* WRITTEN TASK 1: From the Longhorn Cavern blog post below, list every detail it gives about how the pictures were taken or what they show.
* WRITTEN TASK 2:
Using the Longhorn Cavern blog post below, mark each statement yes or no, and quote the words that settle it.
(a) Longhorn Cavern State Park is about an hour's drive west of home.
(b) The school board's ceremony was first reported by an Ontario newspaper.
(c) The ashes from the burned books were scattered in a river.
* WRITTEN TASK 3: According to the Longhorn Cavern blog post below, how many books were burned in the school board's ceremony?

--- DOCUMENT EXTRACT ---

Portraits of Wildflowers

Perspectives on Nature Photography

Longhorn Cavern, part 3

with 31 comments


On January 26th we visited Longhorn Cavern State Park, which is only about an hour’s drive west of home.



All the pictures here came from my iPhone 14 in raw mode at 48.8 megapixels per image.



In many cases I went for abstractions of light and shadows.



✦        ✦        ✦


If you’ve read history books or watched documentaries about Nazi Germany in the 20th century, you probably know about the mass burnings of books that the Nazis deemed counter to their Fascist movement. You probably also think that the organized mass destruction of books is a thing of the thankfully distant past.

Not so, alas.

A book burning held by an Ontario francophone school board as an act of reconciliation with Indigenous people has received sharp condemnation from Canadian political leaders and the board itself now says it regrets its symbolic gesture.

The “flame purification” ceremony, first reported by Radio Canada, was held in 2019 by the Conseil scolaire catholique Providence, which oversees elementary and secondary schools in southwestern Ontario. Some 30 books, the national broadcaster reported, were burned for “educational purposes” and then the ashes were used as fertilizer to plant a tree.

--- MATERIAL SUPPLIED ---

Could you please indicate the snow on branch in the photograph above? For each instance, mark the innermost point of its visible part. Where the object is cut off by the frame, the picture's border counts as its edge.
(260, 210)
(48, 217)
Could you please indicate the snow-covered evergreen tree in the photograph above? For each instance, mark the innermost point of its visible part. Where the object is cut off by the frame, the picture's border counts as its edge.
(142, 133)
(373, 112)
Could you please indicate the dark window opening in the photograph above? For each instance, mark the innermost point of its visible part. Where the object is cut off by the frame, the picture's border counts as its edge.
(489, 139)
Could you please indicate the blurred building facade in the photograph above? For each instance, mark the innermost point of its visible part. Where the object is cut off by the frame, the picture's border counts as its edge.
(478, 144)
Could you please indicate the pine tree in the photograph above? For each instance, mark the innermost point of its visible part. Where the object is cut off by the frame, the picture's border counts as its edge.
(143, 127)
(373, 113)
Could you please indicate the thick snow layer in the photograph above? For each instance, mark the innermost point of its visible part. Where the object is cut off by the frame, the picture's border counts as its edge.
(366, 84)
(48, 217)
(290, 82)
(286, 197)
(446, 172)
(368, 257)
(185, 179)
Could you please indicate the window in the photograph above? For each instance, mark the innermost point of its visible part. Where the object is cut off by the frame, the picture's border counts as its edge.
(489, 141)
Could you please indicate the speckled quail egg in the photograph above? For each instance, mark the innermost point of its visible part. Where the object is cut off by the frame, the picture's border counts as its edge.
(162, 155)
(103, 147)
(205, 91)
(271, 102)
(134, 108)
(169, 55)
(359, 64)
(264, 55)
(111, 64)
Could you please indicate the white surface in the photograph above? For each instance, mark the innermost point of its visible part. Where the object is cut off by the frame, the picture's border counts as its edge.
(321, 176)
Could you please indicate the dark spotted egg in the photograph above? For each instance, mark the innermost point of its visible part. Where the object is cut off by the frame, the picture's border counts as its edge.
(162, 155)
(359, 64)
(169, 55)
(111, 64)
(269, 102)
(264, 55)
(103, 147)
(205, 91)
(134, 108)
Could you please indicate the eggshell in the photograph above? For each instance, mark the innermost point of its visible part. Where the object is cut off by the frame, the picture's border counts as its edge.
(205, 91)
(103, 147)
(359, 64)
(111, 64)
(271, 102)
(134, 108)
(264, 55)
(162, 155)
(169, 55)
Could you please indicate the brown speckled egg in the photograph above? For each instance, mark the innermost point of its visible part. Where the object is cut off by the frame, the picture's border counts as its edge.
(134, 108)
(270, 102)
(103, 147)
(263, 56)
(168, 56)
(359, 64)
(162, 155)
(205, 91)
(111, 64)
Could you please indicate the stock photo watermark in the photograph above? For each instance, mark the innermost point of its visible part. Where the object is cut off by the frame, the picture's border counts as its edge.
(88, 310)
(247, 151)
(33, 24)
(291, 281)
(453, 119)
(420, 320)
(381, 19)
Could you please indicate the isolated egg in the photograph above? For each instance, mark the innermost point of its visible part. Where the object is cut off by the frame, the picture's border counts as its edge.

---

* CORRECT OUTPUT 1:
- They were taken with an iPhone 14.
- They were shot in raw mode.
- Each image is 48.8 megapixels.
- In many cases they are abstractions of light and shadows.

* CORRECT OUTPUT 2:
(a) Yes: "only about an hour’s drive west of home"
(b) No: "first reported by Radio Canada"
(c) No: "the ashes were used as fertilizer to plant a tree"

* CORRECT OUTPUT 3: Some 30 books.